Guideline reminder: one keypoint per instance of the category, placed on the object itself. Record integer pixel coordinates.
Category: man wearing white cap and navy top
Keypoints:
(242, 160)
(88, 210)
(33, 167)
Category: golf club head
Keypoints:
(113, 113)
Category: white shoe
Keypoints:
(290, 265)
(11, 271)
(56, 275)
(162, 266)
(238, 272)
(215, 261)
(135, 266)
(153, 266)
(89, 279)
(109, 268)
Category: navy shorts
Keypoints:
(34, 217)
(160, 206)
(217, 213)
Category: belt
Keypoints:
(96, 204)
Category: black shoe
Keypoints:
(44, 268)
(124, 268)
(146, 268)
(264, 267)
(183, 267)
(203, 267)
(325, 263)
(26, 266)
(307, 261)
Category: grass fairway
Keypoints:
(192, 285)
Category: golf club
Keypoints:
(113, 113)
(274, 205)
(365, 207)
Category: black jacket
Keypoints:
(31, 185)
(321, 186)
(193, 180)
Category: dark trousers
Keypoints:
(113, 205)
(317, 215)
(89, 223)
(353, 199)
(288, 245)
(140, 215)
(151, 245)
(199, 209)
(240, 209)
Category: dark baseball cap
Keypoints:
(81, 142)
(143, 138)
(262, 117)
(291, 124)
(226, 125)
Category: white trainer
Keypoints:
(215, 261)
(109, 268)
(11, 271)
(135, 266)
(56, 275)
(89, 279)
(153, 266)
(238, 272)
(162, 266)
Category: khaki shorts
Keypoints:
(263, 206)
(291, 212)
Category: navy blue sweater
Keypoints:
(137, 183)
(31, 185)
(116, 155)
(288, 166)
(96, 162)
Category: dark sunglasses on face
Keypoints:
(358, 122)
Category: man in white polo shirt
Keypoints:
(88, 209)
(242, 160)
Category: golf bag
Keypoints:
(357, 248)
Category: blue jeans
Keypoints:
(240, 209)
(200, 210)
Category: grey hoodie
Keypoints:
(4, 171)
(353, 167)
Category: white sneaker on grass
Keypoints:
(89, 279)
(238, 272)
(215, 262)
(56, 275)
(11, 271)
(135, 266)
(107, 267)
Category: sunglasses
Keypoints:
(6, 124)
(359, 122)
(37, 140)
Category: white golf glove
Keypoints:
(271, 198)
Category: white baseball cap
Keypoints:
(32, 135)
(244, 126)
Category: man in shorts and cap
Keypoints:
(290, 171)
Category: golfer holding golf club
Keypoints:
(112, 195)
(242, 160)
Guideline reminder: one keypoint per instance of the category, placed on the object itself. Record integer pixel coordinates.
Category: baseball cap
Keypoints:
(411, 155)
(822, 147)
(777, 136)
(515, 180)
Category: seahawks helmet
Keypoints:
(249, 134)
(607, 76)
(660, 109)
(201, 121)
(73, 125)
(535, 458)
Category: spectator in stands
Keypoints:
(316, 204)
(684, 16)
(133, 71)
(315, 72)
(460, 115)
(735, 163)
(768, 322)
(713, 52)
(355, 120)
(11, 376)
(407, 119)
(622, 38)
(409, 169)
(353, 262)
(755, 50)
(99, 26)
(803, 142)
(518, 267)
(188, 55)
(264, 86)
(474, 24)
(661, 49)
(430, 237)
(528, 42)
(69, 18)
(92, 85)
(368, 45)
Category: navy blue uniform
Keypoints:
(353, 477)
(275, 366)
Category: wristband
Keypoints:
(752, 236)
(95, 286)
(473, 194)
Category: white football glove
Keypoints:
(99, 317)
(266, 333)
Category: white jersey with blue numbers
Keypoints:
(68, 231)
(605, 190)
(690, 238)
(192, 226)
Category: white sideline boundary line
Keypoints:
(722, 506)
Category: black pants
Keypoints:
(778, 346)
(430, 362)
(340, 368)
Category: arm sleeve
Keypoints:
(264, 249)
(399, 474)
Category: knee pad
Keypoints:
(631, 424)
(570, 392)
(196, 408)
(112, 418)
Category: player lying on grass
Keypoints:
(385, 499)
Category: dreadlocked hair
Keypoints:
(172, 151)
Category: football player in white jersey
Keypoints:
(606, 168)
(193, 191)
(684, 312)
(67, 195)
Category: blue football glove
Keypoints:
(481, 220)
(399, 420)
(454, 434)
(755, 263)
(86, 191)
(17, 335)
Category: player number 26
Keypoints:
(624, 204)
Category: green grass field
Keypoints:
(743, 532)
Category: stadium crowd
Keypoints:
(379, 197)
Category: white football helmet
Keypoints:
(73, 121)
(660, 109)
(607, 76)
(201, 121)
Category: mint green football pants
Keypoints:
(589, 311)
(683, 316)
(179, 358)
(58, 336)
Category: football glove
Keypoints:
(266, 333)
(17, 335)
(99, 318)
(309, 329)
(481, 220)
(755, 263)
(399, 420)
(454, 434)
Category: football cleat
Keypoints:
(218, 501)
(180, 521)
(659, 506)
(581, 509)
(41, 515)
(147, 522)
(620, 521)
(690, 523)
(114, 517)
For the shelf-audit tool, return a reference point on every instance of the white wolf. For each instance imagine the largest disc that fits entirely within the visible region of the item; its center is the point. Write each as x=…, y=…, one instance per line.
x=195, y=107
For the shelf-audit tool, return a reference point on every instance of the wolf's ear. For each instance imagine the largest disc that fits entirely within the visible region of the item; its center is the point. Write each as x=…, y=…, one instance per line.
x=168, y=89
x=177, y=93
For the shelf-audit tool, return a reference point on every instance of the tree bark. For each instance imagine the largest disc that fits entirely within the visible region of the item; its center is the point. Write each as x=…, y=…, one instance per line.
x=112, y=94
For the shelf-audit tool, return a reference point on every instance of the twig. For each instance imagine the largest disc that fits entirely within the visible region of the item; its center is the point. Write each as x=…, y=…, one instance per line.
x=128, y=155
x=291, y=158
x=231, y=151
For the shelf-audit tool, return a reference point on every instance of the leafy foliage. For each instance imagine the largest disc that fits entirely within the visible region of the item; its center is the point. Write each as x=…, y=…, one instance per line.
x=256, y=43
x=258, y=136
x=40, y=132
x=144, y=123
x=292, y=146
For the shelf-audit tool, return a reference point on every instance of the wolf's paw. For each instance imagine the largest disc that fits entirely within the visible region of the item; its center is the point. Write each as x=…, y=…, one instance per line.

▸ **Work to be completed**
All of the material above needs to be output exactly, with no line left out.

▸ **Written solution**
Guideline reminder: one keypoint per instance of the category, placed on the object itself. Record integer pixel coordinates.
Category: man wearing white cap and navy top
Keypoints:
(242, 160)
(88, 210)
(33, 167)
Category: golf club head
Keypoints:
(113, 113)
Category: white shoe
Keypoints:
(290, 265)
(11, 271)
(56, 275)
(162, 266)
(238, 272)
(215, 261)
(135, 266)
(153, 266)
(89, 279)
(109, 268)
Category: navy shorts
Keypoints:
(34, 217)
(160, 206)
(217, 213)
Category: belt
Keypoints:
(96, 204)
Category: black shoe
Keypoints:
(44, 268)
(124, 268)
(146, 268)
(264, 267)
(183, 267)
(203, 267)
(325, 263)
(26, 266)
(307, 261)
Category: grass fairway
Keypoints:
(192, 285)
Category: golf club
Keypoints:
(113, 113)
(274, 205)
(365, 207)
Category: black jacket
Keypoints:
(31, 185)
(321, 186)
(193, 180)
Category: dark trousers
Keypoints:
(113, 205)
(317, 215)
(89, 223)
(353, 199)
(288, 245)
(140, 215)
(151, 245)
(199, 209)
(240, 209)
Category: dark baseball cap
Keypoints:
(81, 142)
(143, 138)
(262, 117)
(291, 124)
(226, 125)
Category: white trainer
Keypoints:
(215, 261)
(109, 268)
(11, 271)
(135, 266)
(56, 275)
(89, 279)
(153, 266)
(238, 272)
(162, 266)
Category: khaki shorts
Keypoints:
(263, 206)
(291, 212)
Category: navy blue sweater
Keypoints:
(137, 183)
(31, 185)
(116, 155)
(288, 166)
(96, 162)
Category: dark sunglasses on face
Keypoints:
(358, 122)
Category: man in white polo shirt
Keypoints:
(88, 209)
(242, 160)
Category: golf bag
Keypoints:
(357, 248)
Category: blue jeans
Keypoints:
(240, 209)
(200, 210)
Category: grey hoodie
Keypoints:
(4, 171)
(353, 167)
Category: white sneaker on grass
Keypoints:
(89, 279)
(238, 272)
(215, 262)
(56, 275)
(11, 271)
(135, 266)
(107, 267)
Category: sunglasses
Keypoints:
(6, 124)
(359, 122)
(37, 140)
Category: white golf glove
Keypoints:
(271, 198)
Category: white baseball cap
Keypoints:
(32, 135)
(244, 126)
Category: man in shorts and cap
Keypoints:
(290, 171)
Category: golfer holding golf club
Keypoints:
(112, 195)
(242, 160)
Guideline reminder: one keypoint per instance of the category, placed on the object itself. Record integer pixel coordinates.
Category: baseball cap
Keypoints:
(411, 155)
(822, 147)
(777, 136)
(515, 180)
Category: seahawks helmet
Keypoints:
(249, 134)
(607, 76)
(660, 109)
(201, 121)
(73, 125)
(535, 458)
Category: spectator in stands
Keypoints:
(316, 204)
(684, 16)
(133, 71)
(315, 72)
(460, 115)
(735, 163)
(768, 322)
(713, 52)
(355, 120)
(11, 376)
(407, 119)
(622, 38)
(409, 169)
(353, 262)
(755, 50)
(99, 26)
(803, 142)
(518, 267)
(188, 55)
(264, 86)
(474, 24)
(661, 49)
(430, 237)
(528, 42)
(69, 18)
(92, 85)
(368, 45)
Category: navy blue uniform
Keypoints:
(353, 477)
(275, 366)
Category: wristband
Keypoints:
(752, 236)
(95, 286)
(473, 194)
Category: white football glove
Keypoints:
(99, 317)
(266, 333)
Category: white jersey with blue numbers
Keypoints:
(68, 231)
(605, 190)
(690, 238)
(192, 226)
Category: white sideline boundary line
Keypoints:
(722, 506)
Category: black pants
Keypoints:
(778, 346)
(430, 362)
(340, 368)
Category: arm sleeve
Keypoints:
(264, 249)
(399, 474)
Category: knee pad
Keypoints:
(631, 424)
(570, 392)
(196, 408)
(112, 418)
Category: player lying on grass
Keypoints:
(385, 499)
Category: dreadlocked hair
Keypoints:
(172, 151)
Category: football player in white jersey
Keypoints:
(606, 168)
(193, 191)
(684, 312)
(67, 195)
Category: blue football glove
Keypoints:
(481, 220)
(399, 420)
(454, 434)
(755, 263)
(86, 191)
(17, 335)
Category: player number 26
Keypoints:
(624, 204)
Category: green grass field
Keypoints:
(743, 532)
Category: stadium crowd
Keypoints:
(379, 197)
Category: white football helmet
Keypoints:
(73, 121)
(660, 109)
(607, 76)
(201, 121)
Category: mint green football pants
Keypoints:
(589, 311)
(683, 316)
(179, 358)
(58, 336)
Category: football glove
Keypoints:
(266, 333)
(17, 335)
(99, 318)
(309, 329)
(481, 220)
(755, 263)
(399, 420)
(454, 434)
Category: football cleat
Keypoints:
(218, 501)
(180, 521)
(659, 506)
(581, 509)
(41, 515)
(147, 522)
(620, 521)
(690, 523)
(114, 517)
For the shelf-audit tool, return a reference point on every instance of the white wolf. For each instance imagine the largest disc that fits entirely within the visible region of the item; its center is the point. Write each as x=…, y=…, one instance per line.
x=195, y=107
For the shelf-audit tool, return a reference point on every instance of the wolf's ear. For each instance imagine the largest disc that fits entirely within the visible region of the item; its center is the point. Write each as x=…, y=…, one instance per line.
x=168, y=89
x=177, y=93
For the shelf-audit tool, return a reference point on every instance of the tree bark. For each instance imagine the largest disc that fits entirely within the visible region of the item; its center is the point. Write each as x=…, y=…, one instance per line.
x=112, y=94
For the shelf-audit tool, return a reference point on every instance of the twig. For each instance imagine the largest disc that fits entirely within the visible region of the item; its center is the point. Write each as x=…, y=…, one instance per line.
x=128, y=155
x=291, y=158
x=231, y=151
For the shelf-audit tool, return a reference point on every instance of the leafy foliage. For each instance imagine the largest disc that fits entirely within the visible region of the item; its center is the point. Write each as x=…, y=…, one instance per line.
x=256, y=43
x=258, y=136
x=40, y=132
x=144, y=123
x=292, y=146
For the shelf-audit tool, return a reference point on every instance of the wolf's paw. For each instance imagine the largest disc that fits entirely within the visible region of the item; its center is the point. Write each as x=…, y=…, one instance per line.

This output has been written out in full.